## Problem details
Recast the items from the start through the line containing "column 113, row 627", inclusive, as a two-column CSV headed text and answer. Give one row per item, with its text and its answer each in a single quoted field and every line break replaced by a space.

## Data shown

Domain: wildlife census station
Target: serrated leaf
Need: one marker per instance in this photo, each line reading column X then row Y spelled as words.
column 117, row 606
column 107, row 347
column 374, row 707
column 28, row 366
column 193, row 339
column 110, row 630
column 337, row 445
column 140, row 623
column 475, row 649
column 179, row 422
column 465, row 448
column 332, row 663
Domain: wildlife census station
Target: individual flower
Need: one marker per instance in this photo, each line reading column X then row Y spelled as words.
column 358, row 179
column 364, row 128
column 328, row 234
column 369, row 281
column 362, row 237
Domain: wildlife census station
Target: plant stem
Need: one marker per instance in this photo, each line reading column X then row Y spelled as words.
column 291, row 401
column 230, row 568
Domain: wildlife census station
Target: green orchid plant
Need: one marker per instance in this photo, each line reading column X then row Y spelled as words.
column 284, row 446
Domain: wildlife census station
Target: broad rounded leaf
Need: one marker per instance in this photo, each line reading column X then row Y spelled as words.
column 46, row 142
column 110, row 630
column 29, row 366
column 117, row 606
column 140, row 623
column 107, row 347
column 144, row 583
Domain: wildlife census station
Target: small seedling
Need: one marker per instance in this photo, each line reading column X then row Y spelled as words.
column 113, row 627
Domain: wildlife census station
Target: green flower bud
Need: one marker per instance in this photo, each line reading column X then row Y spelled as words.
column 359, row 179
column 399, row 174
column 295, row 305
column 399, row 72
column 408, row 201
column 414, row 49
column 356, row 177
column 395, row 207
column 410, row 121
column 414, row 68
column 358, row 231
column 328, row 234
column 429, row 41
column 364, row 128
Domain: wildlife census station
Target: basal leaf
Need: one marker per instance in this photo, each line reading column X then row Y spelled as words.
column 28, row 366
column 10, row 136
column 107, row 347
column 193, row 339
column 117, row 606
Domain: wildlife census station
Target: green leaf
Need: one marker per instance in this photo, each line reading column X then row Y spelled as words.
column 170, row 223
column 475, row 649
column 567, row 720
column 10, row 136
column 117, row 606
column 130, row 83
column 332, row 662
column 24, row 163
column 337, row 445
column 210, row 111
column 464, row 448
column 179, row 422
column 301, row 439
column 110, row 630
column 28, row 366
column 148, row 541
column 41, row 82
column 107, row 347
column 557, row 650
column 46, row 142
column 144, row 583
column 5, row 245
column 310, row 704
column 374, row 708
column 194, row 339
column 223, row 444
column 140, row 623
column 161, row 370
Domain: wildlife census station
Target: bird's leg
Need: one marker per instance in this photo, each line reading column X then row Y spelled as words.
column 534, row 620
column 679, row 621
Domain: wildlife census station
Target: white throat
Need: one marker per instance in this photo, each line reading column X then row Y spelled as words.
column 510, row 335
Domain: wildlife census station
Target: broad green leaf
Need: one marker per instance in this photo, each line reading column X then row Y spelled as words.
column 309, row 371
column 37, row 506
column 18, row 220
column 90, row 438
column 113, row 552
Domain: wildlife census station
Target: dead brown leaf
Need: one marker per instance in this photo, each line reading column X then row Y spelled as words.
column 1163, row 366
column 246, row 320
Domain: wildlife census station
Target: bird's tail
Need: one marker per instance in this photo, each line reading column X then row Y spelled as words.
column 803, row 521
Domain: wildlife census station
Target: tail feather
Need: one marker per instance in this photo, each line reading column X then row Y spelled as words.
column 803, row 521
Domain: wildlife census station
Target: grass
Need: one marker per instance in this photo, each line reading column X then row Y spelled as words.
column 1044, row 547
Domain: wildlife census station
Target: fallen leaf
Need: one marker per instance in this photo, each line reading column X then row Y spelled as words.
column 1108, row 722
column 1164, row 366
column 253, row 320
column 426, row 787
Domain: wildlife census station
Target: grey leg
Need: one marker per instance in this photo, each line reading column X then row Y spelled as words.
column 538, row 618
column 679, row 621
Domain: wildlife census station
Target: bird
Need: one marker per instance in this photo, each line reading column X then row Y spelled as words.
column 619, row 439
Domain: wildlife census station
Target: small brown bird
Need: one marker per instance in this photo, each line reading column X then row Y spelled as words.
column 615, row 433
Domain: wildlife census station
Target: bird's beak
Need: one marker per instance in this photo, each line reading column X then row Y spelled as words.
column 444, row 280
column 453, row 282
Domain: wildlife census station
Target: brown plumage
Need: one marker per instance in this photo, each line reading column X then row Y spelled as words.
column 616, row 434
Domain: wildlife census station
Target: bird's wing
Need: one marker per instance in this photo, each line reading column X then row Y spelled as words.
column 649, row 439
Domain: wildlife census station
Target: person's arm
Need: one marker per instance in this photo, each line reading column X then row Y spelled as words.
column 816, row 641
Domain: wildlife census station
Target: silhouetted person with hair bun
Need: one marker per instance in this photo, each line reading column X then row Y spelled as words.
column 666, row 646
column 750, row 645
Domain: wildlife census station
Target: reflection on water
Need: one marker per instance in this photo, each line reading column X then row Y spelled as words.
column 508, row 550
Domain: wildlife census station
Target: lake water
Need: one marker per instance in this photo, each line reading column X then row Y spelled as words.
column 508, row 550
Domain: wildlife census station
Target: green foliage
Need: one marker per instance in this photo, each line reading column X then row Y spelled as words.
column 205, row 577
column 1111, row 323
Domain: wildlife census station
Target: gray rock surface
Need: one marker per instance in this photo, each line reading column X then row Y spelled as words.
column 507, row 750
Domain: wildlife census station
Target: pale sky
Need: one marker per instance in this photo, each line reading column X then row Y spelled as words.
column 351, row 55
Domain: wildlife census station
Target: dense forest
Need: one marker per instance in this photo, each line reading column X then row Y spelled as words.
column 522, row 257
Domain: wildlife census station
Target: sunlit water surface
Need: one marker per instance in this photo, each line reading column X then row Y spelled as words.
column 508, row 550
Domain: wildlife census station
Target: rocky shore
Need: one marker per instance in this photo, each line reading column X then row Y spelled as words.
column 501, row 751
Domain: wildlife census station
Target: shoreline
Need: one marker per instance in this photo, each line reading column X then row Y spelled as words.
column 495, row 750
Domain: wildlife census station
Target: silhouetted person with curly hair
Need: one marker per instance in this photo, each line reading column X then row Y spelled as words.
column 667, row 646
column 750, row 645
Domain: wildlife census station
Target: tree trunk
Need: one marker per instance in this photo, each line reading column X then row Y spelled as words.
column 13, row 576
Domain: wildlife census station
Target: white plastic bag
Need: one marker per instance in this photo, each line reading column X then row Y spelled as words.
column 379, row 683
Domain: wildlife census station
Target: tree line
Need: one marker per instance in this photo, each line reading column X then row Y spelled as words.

## Right answer
text,answer
"Domain: wildlife census station Target: serrated leaf Need: one marker per instance in this photo, each line reading column X then row Y spelled as words.","column 117, row 606 column 107, row 347 column 374, row 707 column 28, row 366 column 193, row 339 column 110, row 630 column 337, row 445 column 140, row 623 column 475, row 649 column 179, row 422 column 465, row 448 column 332, row 663"
"Domain: wildlife census station Target: individual flower Need: one marker per instance in this photo, each line reading column X then row Y spelled as words.","column 358, row 179 column 364, row 128 column 328, row 234 column 369, row 281 column 362, row 237"
"Domain: wildlife census station Target: plant stem Need: one marker per instance in this photo, each line reading column X then row Y spelled as words.","column 291, row 401 column 230, row 568"
"Domain: wildlife census station Target: green orchid plant Need: one marker per instance in this photo, each line reading column X then row Y spelled as words.","column 284, row 446"
"Domain: wildlife census station Target: broad rounded leaf Need: one marker per instance in this photo, each line reading column X then row Y spelled as words.","column 46, row 142 column 110, row 630 column 29, row 366 column 117, row 606 column 140, row 623 column 107, row 347 column 144, row 583"
"Domain: wildlife census station Target: small seedling Need: one marker per instance in this photo, each line reading column X then row Y spelled as words.","column 113, row 627"